Странное дело — образ Ольги возник перед Суриковым в Хакасии, когда он отдыхал, лечился в этих достопамятных местах, писал этюды на озере Шира. Где-то здесь, в Южной Сибири обитали белокурые и голубоглазые динлины — длинные, описанные древними китайскими летописями и селившиеся вплоть до реки Хуанхэ — народ ди, прослеживаемый в этимологии слов дикий, Диана (Ди-она), древляне, в конце концов. Может быть, с Суриковым пыталась перешептываться еще более отдаленная славянская старина? Сибирская Русь? Она висела миражом в раскаленном мареве хакасских степей. Лицо славянки Ольги несколько скуластое, татары-хакасы, стаффажные свидетели, сидящие на земле, призваны изображать потустороннюю загадочную силу — шаманскую.
В публикации «В. И. Суриков. Незавершенный замысел» Т. Резвых из Красноярска пишет о работе художника в Хакасии: «И еще: кроме изумительной утонченной живописности и яркого национального колорита ощущение древности дала ему эта земля — в первозданных степях Хакасии он вдохнул запахи южнорусских степей 10 века: в древних хакасских могильниках увидел насыпи славянских курганов, в почти не меняющемся укладе уловил отголоски жизни древних славян. Во внешнем облике некоторых дружинников князя Игоря (что исторически оправдано) с полной определенностью читаются восточные черты, проступают они — не во всех эскизах, типаж еще не найден — даже в лице княгини Ольги».
На эскизах с 1909 по 1915 год Ольгу окружили дружинники и плакальщицы; сын Святослав, ребенок, не в силах сдержаться, прижался к матери. Многими стараниями художника замысел был доведен до той кондиции, когда впору приниматься за большой холст — и оставлен навсегда.
Выход был найден еще до завершения эскизной работы, видимо, длившейся некоторое время по инерции: «Царевна»!
Картина грубоватая. Золотое-красное-черное-белое. Золотое и белое — кокон, плотное веретено нитей, красное и черное — уголь и горение сердца. А жизнь — нежная, с маленькими внуками, с пережитым и отступившим. Двойственность, опять двойственность. Как далеко «Стрелецкая казнь»! Требования публики раззадорить сердца новыми трагедийными полотнами не находили ответа. Укатали сивку крутые горки.
«Царевна» Наталья вспоминала (это уже ее личные воспоминания, не со слов матери):
«Я помню майский день в церковном дворике в Москве, в Левшинском переулке. Двор зарос густой короткой травой. Дорожка из каменных плит пересекает его, и в расщелинах плит пробиваются кустики одуванчиков с желтыми звездами. Дедушка «пасет» меня во дворике. Мне три года. На мне белое шерстяное платье, волосы надо лбом подвязаны лентой в смешной торчащий хохол, и вся я толстая, смуглая, курносая.
— Дедушка, покатай меня верхом!
------------------------------------------------------------------------
Цель 1 ▸ Повторите дословно отрывок из текста о Сурикове от слов «Странное дело —» до слов «силу — шаманскую.» включительно.
------------------------------------------------------------------------
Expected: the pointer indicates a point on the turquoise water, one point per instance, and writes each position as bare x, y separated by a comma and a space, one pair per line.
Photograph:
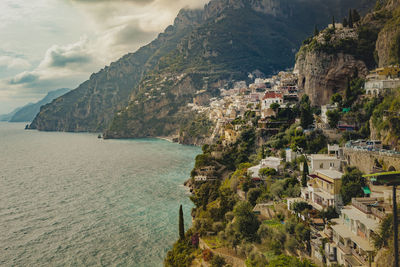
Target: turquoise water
75, 200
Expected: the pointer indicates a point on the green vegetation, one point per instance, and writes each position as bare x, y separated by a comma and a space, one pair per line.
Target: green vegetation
306, 115
386, 118
181, 224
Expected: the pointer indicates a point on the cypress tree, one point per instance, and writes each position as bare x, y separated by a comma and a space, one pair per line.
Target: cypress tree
181, 224
316, 31
350, 19
345, 23
356, 16
305, 173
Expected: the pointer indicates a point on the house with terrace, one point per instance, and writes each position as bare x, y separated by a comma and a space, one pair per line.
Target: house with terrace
350, 236
323, 189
------------------------------------------------------------------------
Цель 2 ▸ Сообщите все строки из приведенных выше данных, в которых встречается слово «Expected», без каких-либо изменений.

Полный ответ 1 ▸
Странное дело — образ Ольги возник перед Суриковым в Хакасии, когда он отдыхал, лечился в этих достопамятных местах, писал этюды на озере Шира. Где-то здесь, в Южной Сибири обитали белокурые и голубоглазые динлины — длинные, описанные древними китайскими летописями и селившиеся вплоть до реки Хуанхэ — народ ди, прослеживаемый в этимологии слов дикий, Диана (Ди-она), древляне, в конце концов. Может быть, с Суриковым пыталась перешептываться еще более отдаленная славянская старина? Сибирская Русь? Она висела миражом в раскаленном мареве хакасских степей. Лицо славянки Ольги несколько скуластое, татары-хакасы, стаффажные свидетели, сидящие на земле, призваны изображать потустороннюю загадочную силу — шаманскую.

Полный ответ 2 ▸
Expected: the pointer indicates a point on the turquoise water, one point per instance, and writes each position as bare x, y separated by a comma and a space, one pair per line.
Expected: the pointer indicates a point on the green vegetation, one point per instance, and writes each position as bare x, y separated by a comma and a space, one pair per line.
Expected: the pointer indicates a point on the cypress tree, one point per instance, and writes each position as bare x, y separated by a comma and a space, one pair per line.
Expected: the pointer indicates a point on the house with terrace, one point per instance, and writes each position as bare x, y separated by a comma and a space, one pair per line.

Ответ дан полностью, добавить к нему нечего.